To do
Reproduce the records below verbatim, beginning with the line that contains "Put one point on every instance of the fallen" and continuing through the final line of the records.

Lines of data:
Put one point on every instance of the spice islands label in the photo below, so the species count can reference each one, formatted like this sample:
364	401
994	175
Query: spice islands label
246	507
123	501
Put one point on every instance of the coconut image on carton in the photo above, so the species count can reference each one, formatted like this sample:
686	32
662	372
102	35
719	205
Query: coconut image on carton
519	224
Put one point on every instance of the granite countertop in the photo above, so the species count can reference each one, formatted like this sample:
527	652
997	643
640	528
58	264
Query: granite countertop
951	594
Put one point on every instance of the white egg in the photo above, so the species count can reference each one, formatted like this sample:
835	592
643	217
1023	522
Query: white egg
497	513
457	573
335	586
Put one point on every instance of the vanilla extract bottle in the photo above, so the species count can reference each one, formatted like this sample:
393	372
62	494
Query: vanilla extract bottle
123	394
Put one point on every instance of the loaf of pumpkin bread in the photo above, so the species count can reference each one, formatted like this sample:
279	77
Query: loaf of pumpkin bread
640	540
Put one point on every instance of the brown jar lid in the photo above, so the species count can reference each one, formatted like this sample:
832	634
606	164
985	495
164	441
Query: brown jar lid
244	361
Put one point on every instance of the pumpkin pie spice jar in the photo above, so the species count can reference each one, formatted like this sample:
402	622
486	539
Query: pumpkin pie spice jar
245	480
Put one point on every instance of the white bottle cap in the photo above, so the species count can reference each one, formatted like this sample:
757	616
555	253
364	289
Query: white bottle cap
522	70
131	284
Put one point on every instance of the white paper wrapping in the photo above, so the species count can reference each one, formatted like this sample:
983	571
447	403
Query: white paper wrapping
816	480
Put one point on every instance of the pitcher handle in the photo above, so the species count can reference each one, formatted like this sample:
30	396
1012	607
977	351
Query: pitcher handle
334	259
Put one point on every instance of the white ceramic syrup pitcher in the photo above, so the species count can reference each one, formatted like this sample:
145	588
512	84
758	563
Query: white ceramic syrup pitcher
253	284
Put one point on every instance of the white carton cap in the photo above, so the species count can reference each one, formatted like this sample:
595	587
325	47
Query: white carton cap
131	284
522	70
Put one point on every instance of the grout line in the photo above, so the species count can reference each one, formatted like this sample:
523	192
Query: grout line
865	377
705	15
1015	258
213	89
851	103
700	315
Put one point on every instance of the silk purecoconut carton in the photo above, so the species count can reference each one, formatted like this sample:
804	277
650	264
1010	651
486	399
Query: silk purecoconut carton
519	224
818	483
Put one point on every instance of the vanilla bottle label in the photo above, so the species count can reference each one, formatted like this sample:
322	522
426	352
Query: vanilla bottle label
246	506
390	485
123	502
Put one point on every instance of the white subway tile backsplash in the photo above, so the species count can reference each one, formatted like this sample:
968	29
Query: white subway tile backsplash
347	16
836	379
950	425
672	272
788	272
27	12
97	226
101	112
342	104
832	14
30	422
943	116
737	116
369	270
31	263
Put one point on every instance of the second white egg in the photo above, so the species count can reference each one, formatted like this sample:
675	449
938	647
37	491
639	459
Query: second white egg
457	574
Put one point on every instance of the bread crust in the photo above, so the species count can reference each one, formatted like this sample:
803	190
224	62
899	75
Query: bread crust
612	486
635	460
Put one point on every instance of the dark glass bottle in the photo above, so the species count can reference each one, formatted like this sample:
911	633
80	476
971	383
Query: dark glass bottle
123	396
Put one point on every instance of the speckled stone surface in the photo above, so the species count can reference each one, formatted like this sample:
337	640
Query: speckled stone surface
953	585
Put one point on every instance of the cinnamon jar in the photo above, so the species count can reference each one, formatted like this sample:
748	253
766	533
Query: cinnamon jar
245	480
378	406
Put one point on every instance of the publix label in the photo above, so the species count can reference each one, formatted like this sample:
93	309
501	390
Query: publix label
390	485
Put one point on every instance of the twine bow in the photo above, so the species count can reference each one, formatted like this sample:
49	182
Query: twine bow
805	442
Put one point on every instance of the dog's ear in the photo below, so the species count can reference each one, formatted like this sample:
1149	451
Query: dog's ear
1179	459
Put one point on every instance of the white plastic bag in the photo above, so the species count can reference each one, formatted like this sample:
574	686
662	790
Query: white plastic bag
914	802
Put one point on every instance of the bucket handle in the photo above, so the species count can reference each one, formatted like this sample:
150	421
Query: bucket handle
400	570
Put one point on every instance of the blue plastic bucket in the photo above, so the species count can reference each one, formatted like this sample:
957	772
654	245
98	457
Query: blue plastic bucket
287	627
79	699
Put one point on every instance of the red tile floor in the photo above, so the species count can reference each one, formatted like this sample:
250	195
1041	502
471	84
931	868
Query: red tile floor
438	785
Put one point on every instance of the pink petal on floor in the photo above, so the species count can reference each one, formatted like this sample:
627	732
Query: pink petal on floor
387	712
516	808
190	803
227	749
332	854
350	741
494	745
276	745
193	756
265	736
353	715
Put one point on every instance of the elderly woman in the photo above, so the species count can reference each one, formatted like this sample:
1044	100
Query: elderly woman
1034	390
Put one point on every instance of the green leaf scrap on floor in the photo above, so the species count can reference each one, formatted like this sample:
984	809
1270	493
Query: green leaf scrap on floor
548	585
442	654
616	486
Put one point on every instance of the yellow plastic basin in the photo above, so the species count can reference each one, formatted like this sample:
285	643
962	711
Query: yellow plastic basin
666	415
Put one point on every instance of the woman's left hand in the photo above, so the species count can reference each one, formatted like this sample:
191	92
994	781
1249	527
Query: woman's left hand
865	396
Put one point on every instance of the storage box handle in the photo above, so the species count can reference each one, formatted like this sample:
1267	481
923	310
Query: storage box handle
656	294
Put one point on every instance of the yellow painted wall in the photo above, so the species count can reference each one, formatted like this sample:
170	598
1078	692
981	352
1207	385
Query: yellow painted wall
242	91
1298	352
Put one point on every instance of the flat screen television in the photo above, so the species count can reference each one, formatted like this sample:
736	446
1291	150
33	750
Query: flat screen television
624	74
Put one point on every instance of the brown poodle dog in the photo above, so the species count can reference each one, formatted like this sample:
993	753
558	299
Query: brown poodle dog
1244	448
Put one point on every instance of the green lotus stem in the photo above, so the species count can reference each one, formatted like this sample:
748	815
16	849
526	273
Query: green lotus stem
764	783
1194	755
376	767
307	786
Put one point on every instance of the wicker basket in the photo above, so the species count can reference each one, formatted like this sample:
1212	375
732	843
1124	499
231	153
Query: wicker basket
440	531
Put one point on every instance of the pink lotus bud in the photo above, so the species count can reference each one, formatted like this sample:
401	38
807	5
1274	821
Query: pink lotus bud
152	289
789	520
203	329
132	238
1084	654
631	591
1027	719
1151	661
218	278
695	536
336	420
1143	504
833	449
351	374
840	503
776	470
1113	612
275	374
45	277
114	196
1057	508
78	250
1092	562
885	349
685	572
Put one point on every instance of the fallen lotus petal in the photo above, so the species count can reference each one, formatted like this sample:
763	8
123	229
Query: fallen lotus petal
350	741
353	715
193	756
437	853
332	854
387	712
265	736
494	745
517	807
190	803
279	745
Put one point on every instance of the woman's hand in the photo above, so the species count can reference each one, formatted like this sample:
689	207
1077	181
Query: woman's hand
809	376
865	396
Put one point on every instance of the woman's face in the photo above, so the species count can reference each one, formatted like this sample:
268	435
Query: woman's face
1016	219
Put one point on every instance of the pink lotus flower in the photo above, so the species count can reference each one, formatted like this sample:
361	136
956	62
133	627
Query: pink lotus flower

Correct output
Put one point on every instance of the fallen lotus petal in the photo above, so the species count can reference each one, formatted like this sample:
763	8
123	229
Query: fallen lotus petal
350	741
353	715
193	756
437	853
332	854
387	712
265	736
494	745
517	807
190	803
279	745
Put one point on every instance of the woman's hand in the photo above, so the species count can reference each one, formatted like this sample:
689	207
1077	181
Query: woman's hand
809	376
865	396
Put one point on every instance of the woman's face in the photo above, so the species count can reference each one, formatted like this sample:
268	435
Query: woman's face
1016	219
Put one point on every instance of the pink lotus flower in the photo above, so the species count can reference each one, formatted like this sample:
361	136
956	62
133	627
Query: pink lotus flower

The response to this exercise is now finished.